=== PROVIDED PASSAGE ===

The Historical Society of Forest Park is once again looking for a more permanent home, said board members and its director.

“I tell everyone we’re the wandering historical society,” said Director Diane Hansen Grah.

The society has been itinerant since losing its space at the Forest Park Public Library, moving into the basement bedroom of then-president Rich Vitton. As the board reconstituted itself in May 2011 and embarked on a series of events and activities, the society’s collection was moved twice.

The first move was to an upstairs office space at 7415 Madison St. in early 2012. There, with the help of Dominican University’s Cecilia Salvatore’s cataloging graduate students, the collection was organized. This work was built on the longtime organizational work of the late Cora Sallee, a volunteer who clipped, filed and indexed Forest Park Review articles for decades.

In May 2012, the group lost its free space in the Madison Street building but were in talks with the congregation at St. Peter’s Church, 500 Hannah Ave.

After moving the collection to St. Peter’s, the society researched a way to acquire the church property for a permanent home, but with only $18,000 in the bank and 65 members, the group could not figure out how to swing the deal.

St. Peter’s was sold to Mt. Moriah Baptist Church of Christ in June 2013. Since then, the collection has been split up.

=== EXTRACTED INFORMATION ===

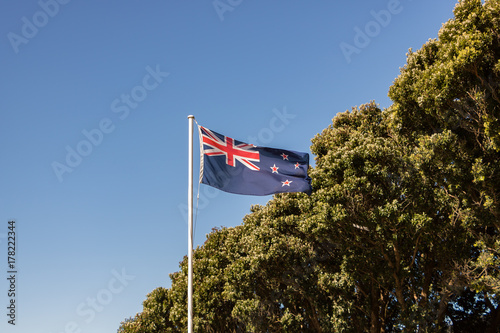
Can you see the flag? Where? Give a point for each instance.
(237, 167)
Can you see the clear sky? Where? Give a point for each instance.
(93, 131)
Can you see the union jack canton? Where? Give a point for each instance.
(237, 167)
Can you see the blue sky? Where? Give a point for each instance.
(93, 130)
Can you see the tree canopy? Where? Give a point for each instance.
(401, 232)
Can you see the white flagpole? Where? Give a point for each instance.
(190, 227)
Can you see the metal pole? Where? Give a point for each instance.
(190, 227)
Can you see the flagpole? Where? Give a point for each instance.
(190, 227)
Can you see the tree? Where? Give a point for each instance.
(401, 232)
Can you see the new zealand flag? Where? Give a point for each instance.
(237, 167)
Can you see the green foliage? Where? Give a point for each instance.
(401, 232)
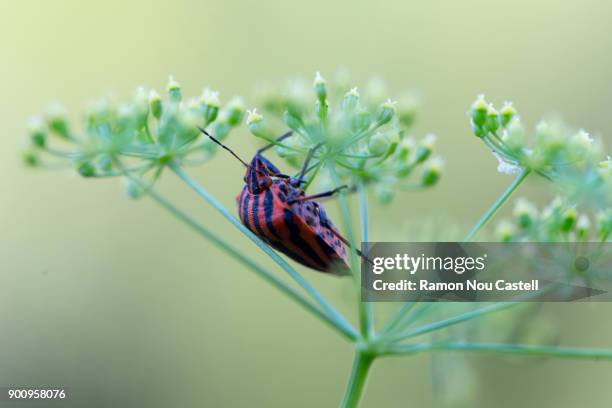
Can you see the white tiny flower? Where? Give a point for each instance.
(253, 116)
(504, 167)
(582, 138)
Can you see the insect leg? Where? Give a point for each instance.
(345, 241)
(322, 195)
(278, 139)
(307, 161)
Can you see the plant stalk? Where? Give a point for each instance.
(364, 324)
(497, 204)
(259, 270)
(359, 374)
(503, 348)
(363, 219)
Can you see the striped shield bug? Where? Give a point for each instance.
(274, 207)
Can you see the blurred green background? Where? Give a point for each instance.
(117, 301)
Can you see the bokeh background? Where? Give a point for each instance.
(115, 300)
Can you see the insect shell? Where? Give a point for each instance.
(268, 206)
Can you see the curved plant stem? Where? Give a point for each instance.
(364, 324)
(497, 204)
(238, 255)
(357, 380)
(332, 313)
(451, 321)
(519, 349)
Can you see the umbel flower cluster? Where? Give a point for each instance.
(557, 222)
(138, 137)
(573, 159)
(364, 137)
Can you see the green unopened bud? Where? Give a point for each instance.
(505, 231)
(478, 111)
(222, 129)
(361, 120)
(384, 193)
(432, 172)
(514, 134)
(507, 113)
(37, 131)
(404, 170)
(479, 131)
(86, 169)
(582, 226)
(425, 148)
(257, 124)
(321, 108)
(30, 159)
(210, 105)
(525, 213)
(604, 224)
(174, 90)
(386, 112)
(235, 111)
(105, 164)
(378, 144)
(292, 119)
(605, 165)
(351, 100)
(155, 104)
(57, 121)
(492, 122)
(568, 219)
(320, 87)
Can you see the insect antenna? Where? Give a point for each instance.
(224, 146)
(279, 139)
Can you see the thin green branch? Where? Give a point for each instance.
(350, 236)
(357, 380)
(451, 321)
(234, 253)
(497, 204)
(244, 260)
(363, 220)
(405, 316)
(331, 312)
(503, 348)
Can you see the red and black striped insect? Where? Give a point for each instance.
(276, 209)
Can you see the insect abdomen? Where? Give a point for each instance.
(283, 229)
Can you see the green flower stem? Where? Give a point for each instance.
(331, 312)
(519, 349)
(451, 321)
(405, 316)
(246, 261)
(397, 318)
(364, 324)
(359, 374)
(497, 204)
(363, 219)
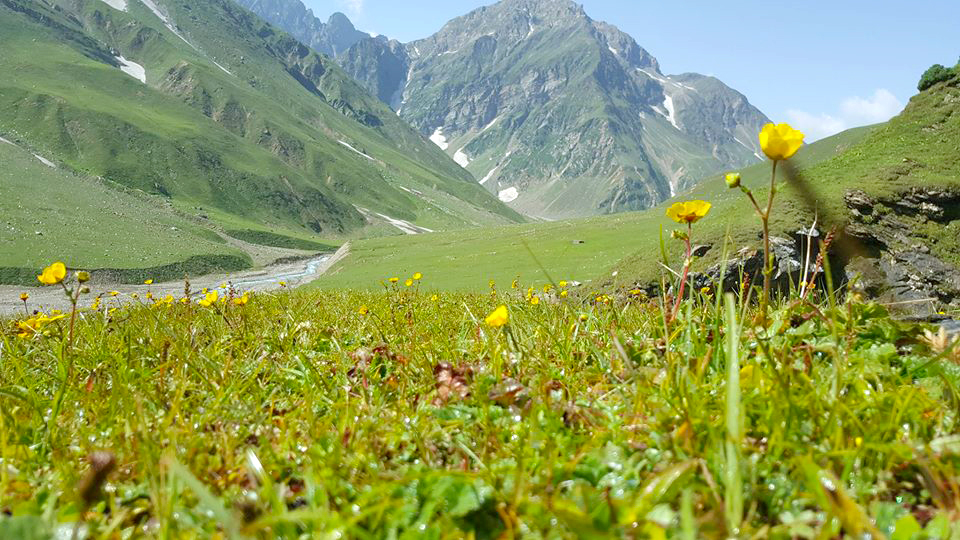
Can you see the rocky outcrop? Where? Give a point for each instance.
(901, 264)
(331, 38)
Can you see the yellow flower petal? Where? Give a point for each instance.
(780, 141)
(689, 211)
(498, 317)
(53, 274)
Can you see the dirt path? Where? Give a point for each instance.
(293, 274)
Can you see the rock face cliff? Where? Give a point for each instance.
(331, 38)
(556, 113)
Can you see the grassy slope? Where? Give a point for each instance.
(89, 223)
(279, 169)
(467, 260)
(296, 417)
(920, 147)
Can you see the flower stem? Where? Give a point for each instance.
(686, 272)
(767, 257)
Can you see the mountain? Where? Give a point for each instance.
(558, 114)
(331, 38)
(225, 118)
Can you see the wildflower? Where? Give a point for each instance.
(498, 317)
(688, 212)
(780, 141)
(210, 299)
(53, 274)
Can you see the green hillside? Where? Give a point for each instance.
(236, 122)
(463, 260)
(52, 214)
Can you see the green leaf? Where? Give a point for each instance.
(906, 528)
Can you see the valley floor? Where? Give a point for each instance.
(412, 414)
(273, 277)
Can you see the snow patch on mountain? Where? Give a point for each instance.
(405, 226)
(165, 20)
(133, 69)
(671, 112)
(438, 139)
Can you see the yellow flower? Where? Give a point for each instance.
(498, 318)
(53, 274)
(733, 180)
(780, 141)
(689, 211)
(210, 299)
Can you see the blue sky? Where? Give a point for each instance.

===

■ **COMPLETE THE FOLLOWING**:
[1] According to the historical society article, how much money did the society have in the bank when it considered acquiring the St. Peter's property?
[2] Duplicate the historical society article from "After moving the" to "swing the deal.".
[3] Summarize the historical society article in two sentences.
The rows aren't needed for anything here.

■ **RESPONSES TO THE EXERCISE**:
[1] $18,000.

[2]
After moving the collection to St. Peter’s, the society researched a way to acquire the church property for a permanent home, but with only $18,000 in the bank and 65 members, the group could not figure out how to swing the deal.

[3] The Historical Society of Forest Park is again seeking a more permanent home, having moved repeatedly since losing its space at the Forest Park Public Library, first to a former president's basement, then to an office at 7415 Madison St., and then to St. Peter's Church. The society couldn't find a way to buy the church property with $18,000 and 65 members, and after St. Peter's was sold to Mt. Moriah Baptist Church of Christ in June 2013, the collection was split up.